= PROBLEM TO WORK ON =
Show every line in the records below that contains the word "girl", copying each one in full.

= SUPPLIED MATERIAL =
· · · · · · ·

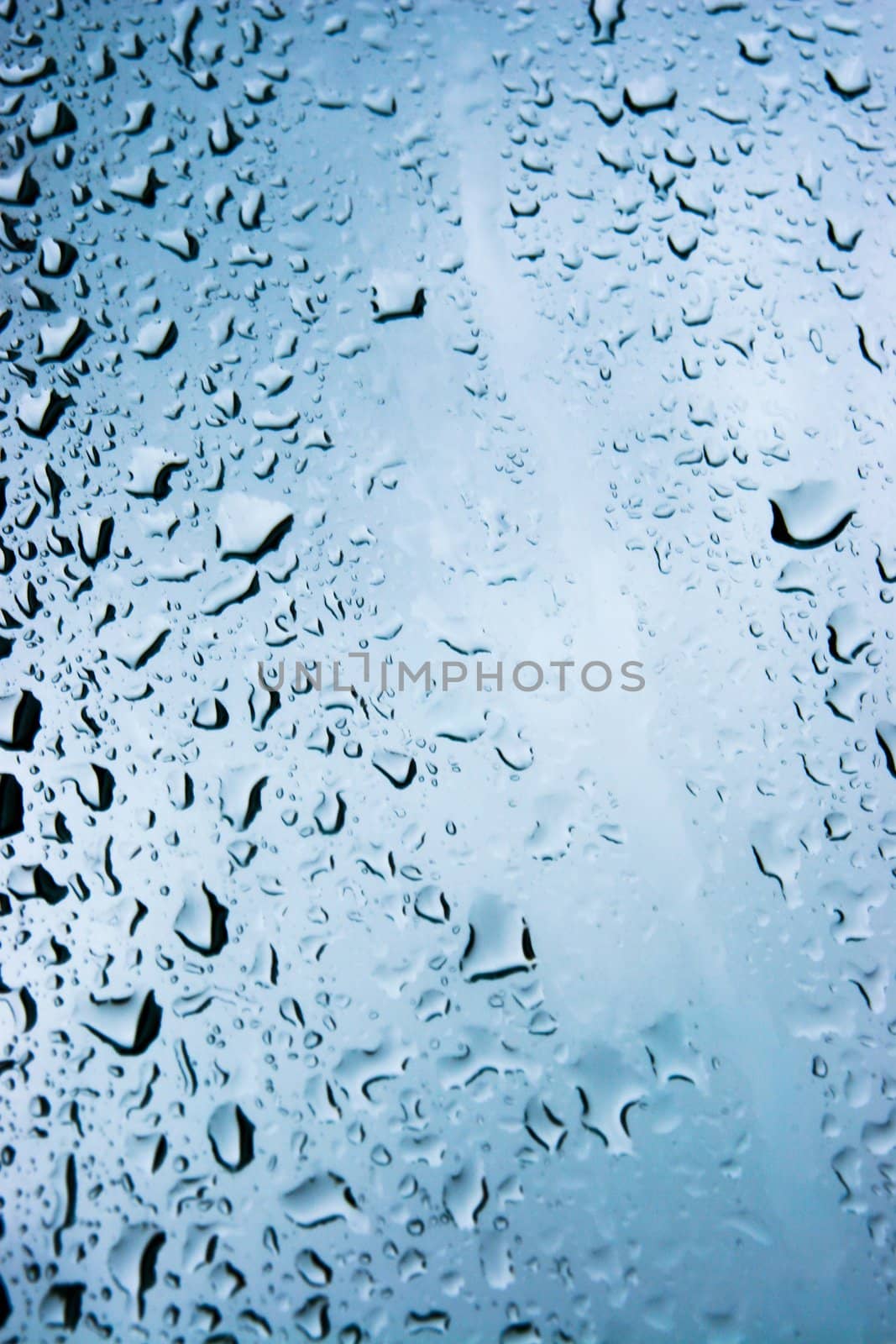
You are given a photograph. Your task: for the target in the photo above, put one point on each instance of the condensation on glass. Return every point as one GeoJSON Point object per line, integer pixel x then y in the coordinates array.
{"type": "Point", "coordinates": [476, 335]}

· · · · · · ·

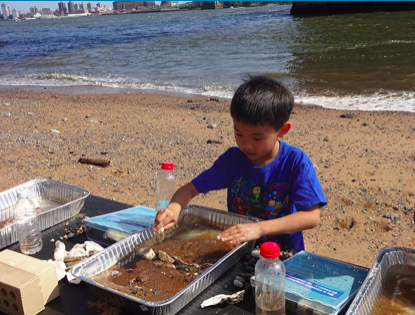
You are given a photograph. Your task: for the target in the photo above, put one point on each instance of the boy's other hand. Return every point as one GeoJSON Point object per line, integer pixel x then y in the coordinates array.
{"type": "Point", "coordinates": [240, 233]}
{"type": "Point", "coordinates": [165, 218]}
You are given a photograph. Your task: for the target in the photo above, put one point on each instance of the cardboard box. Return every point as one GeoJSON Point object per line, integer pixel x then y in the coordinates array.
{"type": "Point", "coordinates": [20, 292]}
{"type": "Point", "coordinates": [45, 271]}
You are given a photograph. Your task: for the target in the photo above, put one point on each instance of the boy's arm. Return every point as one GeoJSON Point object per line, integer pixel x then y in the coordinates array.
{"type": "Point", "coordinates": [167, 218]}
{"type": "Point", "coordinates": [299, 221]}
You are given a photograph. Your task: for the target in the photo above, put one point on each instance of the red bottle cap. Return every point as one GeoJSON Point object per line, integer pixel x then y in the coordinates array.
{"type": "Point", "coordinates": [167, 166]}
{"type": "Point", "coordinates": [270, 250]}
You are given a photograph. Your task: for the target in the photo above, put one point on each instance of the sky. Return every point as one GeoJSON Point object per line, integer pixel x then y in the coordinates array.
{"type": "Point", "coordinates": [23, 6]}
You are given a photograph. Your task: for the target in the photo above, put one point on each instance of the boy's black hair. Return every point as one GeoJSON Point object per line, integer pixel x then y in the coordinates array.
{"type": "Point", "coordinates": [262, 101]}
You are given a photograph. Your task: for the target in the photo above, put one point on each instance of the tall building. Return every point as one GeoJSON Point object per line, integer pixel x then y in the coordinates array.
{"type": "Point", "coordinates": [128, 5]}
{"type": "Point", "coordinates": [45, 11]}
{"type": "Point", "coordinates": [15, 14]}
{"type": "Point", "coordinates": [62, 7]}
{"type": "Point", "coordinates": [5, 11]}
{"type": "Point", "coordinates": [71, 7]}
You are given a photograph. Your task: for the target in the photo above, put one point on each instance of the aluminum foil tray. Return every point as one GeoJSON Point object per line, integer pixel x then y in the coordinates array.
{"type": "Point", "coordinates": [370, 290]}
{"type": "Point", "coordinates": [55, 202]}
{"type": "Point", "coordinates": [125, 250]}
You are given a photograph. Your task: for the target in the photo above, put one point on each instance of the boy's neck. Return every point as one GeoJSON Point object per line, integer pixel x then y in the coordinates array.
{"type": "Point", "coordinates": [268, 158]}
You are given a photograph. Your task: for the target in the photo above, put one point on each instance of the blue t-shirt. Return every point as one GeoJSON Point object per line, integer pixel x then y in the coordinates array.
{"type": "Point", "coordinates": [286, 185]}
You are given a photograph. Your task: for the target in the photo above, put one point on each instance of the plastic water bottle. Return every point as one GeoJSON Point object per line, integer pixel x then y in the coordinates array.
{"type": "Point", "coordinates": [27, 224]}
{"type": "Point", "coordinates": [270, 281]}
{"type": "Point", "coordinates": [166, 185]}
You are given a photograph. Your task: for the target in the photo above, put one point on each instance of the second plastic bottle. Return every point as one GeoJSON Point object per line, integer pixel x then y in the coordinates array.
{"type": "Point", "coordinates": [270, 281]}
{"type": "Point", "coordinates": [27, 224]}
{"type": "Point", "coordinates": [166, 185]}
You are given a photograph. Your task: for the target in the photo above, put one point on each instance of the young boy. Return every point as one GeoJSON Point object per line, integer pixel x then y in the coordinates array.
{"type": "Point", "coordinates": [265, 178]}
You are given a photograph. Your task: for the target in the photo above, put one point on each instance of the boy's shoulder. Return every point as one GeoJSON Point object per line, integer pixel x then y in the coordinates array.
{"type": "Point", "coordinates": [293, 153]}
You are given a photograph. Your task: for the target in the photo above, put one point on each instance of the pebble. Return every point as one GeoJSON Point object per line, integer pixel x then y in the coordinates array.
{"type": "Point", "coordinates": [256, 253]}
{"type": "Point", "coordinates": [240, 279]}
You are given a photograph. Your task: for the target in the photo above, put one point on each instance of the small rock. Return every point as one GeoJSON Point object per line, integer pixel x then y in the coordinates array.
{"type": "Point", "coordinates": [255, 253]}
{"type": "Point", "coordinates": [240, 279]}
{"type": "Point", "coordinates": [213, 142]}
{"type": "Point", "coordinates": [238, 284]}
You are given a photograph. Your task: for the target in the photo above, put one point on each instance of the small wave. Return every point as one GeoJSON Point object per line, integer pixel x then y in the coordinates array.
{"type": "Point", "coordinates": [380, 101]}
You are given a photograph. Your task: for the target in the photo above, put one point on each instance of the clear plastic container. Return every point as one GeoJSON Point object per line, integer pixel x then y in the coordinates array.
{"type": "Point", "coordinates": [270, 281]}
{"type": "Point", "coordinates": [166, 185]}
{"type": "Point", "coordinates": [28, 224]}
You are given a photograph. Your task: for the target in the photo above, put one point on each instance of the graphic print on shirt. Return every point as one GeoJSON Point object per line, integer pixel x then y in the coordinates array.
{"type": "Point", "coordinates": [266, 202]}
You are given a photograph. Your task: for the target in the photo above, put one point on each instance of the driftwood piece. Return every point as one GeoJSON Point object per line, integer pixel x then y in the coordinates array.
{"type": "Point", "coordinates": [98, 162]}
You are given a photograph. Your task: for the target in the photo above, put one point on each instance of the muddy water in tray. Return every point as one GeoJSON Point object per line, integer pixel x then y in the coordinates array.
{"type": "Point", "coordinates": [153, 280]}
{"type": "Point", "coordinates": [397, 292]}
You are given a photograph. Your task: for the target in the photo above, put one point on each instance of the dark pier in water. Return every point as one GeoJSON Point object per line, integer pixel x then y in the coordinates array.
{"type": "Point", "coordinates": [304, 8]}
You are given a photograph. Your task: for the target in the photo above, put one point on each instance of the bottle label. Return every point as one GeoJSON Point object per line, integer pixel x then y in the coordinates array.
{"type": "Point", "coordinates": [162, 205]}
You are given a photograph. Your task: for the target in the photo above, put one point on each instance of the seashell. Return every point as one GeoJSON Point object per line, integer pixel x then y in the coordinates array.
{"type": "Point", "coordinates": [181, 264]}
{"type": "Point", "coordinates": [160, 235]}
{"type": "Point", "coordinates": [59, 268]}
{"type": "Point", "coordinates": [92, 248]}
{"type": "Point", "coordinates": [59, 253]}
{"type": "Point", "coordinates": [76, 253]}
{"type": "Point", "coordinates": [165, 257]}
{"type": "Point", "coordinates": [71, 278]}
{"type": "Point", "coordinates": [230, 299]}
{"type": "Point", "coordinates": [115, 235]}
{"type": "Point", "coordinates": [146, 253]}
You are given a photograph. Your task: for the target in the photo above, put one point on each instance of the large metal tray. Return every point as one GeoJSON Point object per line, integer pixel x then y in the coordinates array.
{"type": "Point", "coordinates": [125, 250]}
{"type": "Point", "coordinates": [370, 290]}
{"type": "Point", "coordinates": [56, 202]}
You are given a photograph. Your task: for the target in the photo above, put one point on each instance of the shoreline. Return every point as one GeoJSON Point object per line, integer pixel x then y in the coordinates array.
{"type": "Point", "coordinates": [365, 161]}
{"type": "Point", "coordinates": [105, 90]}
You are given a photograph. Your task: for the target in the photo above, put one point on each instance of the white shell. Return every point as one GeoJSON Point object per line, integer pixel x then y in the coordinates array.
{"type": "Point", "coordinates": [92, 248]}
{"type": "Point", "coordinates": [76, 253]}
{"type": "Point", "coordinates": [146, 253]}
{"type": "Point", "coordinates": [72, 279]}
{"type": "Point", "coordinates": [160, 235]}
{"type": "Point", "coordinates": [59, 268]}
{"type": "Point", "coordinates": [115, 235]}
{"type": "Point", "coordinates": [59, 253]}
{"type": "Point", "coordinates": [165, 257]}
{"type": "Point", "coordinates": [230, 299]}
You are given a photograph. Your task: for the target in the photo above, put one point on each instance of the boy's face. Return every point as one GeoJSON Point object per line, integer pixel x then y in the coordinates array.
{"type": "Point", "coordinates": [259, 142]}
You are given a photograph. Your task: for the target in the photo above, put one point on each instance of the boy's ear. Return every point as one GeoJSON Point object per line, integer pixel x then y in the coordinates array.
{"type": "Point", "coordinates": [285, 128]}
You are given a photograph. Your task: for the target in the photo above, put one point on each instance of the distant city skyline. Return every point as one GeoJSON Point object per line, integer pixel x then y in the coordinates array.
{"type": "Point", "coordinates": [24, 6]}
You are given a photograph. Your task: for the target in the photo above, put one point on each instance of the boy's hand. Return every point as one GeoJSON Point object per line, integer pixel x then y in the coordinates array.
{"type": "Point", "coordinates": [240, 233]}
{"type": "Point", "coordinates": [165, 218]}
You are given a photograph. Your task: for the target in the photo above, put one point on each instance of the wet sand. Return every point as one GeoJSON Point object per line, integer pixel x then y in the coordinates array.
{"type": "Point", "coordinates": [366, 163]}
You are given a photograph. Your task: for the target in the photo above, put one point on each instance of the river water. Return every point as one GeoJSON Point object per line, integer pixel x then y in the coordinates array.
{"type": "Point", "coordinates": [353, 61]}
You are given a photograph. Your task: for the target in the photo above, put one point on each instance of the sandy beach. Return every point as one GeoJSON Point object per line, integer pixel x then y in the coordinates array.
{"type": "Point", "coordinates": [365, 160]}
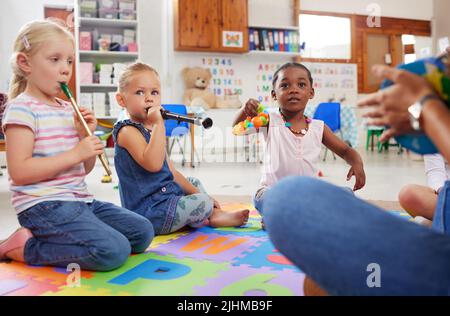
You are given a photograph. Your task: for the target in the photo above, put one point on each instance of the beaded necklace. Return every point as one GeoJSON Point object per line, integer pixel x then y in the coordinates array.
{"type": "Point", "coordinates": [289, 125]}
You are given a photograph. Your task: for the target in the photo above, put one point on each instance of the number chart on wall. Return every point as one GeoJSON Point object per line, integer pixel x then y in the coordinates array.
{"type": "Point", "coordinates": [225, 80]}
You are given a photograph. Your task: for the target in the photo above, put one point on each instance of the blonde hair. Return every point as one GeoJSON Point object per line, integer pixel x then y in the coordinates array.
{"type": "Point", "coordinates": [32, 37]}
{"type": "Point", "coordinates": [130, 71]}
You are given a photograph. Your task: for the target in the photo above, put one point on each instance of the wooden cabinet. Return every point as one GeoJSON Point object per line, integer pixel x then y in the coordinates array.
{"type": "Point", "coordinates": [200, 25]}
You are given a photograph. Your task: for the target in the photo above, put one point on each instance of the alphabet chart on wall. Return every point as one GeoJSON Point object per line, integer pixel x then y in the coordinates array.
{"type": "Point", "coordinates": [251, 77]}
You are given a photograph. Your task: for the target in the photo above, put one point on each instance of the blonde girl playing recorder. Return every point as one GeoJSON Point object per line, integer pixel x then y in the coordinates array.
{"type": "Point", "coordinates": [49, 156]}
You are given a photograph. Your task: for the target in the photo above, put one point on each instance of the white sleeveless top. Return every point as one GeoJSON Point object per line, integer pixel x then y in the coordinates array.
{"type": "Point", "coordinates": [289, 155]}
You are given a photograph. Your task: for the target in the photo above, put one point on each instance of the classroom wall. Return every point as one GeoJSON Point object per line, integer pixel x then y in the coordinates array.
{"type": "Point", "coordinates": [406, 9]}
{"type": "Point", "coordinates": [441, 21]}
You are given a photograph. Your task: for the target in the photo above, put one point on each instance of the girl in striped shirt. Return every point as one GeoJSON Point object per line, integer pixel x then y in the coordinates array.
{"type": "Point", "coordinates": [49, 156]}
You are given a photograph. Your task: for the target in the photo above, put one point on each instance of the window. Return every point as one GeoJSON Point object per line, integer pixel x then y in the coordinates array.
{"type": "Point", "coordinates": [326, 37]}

· · · · · · ·

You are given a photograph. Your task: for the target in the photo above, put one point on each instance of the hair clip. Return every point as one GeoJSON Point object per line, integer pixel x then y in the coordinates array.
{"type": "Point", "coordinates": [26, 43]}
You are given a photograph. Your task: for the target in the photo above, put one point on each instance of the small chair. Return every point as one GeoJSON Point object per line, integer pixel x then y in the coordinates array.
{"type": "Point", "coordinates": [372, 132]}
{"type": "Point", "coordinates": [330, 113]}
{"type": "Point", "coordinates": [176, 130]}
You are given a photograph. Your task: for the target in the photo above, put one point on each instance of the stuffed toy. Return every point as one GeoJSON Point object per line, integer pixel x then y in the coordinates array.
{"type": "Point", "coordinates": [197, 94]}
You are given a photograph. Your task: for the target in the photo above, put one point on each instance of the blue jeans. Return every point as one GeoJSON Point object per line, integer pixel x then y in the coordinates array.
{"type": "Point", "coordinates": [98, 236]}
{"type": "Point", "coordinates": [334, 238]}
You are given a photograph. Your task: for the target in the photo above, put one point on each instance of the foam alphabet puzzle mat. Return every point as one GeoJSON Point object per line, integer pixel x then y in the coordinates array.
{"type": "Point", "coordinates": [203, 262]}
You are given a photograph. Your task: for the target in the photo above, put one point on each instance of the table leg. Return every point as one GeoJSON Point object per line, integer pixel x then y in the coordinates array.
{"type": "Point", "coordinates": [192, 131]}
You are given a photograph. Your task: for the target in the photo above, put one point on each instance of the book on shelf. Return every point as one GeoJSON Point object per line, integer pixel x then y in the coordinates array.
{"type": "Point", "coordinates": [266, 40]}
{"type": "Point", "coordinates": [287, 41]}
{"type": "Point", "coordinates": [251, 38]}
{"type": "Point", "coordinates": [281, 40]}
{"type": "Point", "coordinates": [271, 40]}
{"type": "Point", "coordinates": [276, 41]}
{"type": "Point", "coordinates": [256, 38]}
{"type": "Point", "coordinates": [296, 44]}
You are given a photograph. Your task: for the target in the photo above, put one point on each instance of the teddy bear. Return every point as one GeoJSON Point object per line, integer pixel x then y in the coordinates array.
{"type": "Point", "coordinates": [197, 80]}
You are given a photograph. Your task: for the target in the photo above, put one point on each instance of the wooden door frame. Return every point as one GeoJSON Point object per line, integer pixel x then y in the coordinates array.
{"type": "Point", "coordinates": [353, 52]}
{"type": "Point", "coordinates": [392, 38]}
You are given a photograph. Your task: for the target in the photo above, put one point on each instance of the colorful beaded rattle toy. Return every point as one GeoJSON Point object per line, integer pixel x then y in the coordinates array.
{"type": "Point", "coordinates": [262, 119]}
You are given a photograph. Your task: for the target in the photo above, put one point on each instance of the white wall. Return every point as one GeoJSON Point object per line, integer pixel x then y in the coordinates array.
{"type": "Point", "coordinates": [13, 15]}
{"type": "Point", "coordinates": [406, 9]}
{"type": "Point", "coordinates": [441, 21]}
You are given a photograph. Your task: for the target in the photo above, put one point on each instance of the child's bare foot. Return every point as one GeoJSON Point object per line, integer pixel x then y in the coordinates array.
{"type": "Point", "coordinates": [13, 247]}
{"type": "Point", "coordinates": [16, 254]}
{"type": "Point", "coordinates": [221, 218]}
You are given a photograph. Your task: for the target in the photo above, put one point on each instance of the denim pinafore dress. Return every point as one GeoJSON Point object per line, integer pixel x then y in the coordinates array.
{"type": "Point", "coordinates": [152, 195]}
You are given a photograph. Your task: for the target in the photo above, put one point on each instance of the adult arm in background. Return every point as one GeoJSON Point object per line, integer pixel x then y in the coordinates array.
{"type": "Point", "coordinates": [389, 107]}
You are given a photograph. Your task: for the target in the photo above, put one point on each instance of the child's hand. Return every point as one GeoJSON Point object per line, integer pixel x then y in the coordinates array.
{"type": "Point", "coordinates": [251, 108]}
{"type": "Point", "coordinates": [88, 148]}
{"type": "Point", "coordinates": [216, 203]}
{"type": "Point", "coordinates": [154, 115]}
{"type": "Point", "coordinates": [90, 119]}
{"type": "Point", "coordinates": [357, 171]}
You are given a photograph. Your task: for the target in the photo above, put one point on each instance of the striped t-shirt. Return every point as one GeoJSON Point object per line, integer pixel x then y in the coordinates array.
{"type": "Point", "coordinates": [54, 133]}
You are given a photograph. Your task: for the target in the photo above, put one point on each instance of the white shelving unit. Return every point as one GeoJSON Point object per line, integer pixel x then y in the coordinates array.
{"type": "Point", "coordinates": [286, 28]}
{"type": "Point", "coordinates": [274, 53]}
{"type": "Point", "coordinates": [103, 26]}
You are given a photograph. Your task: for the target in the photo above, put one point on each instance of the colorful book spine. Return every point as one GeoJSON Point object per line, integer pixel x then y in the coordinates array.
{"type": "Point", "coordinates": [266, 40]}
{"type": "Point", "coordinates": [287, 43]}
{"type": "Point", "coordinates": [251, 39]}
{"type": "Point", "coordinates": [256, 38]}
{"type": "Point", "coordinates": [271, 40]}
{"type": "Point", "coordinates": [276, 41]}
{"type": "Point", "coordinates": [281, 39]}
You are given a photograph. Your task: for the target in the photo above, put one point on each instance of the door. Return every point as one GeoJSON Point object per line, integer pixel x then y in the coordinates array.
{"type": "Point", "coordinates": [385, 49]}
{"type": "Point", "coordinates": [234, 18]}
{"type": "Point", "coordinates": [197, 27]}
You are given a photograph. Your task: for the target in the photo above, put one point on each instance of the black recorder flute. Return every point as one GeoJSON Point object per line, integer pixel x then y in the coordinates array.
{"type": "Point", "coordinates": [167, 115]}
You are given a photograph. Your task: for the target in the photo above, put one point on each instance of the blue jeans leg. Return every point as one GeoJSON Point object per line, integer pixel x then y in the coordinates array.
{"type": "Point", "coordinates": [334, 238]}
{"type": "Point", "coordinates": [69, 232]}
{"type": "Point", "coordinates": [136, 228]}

· · · · · · ·

= EXERCISE RESULT =
You are given a photograph. Your task: for the target in the photo above, put one point on each instance of the blonde girl playing recorder. Return every point as one GeoJSON Point object per line, integer pixel x then y in the coordinates array.
You are given a photograph. Your task: for the target in the photo above, put one point on each instance of the girl in striped shirt. Return every point as one GeoJSON Point object per line, integer pixel x then y in the coordinates array.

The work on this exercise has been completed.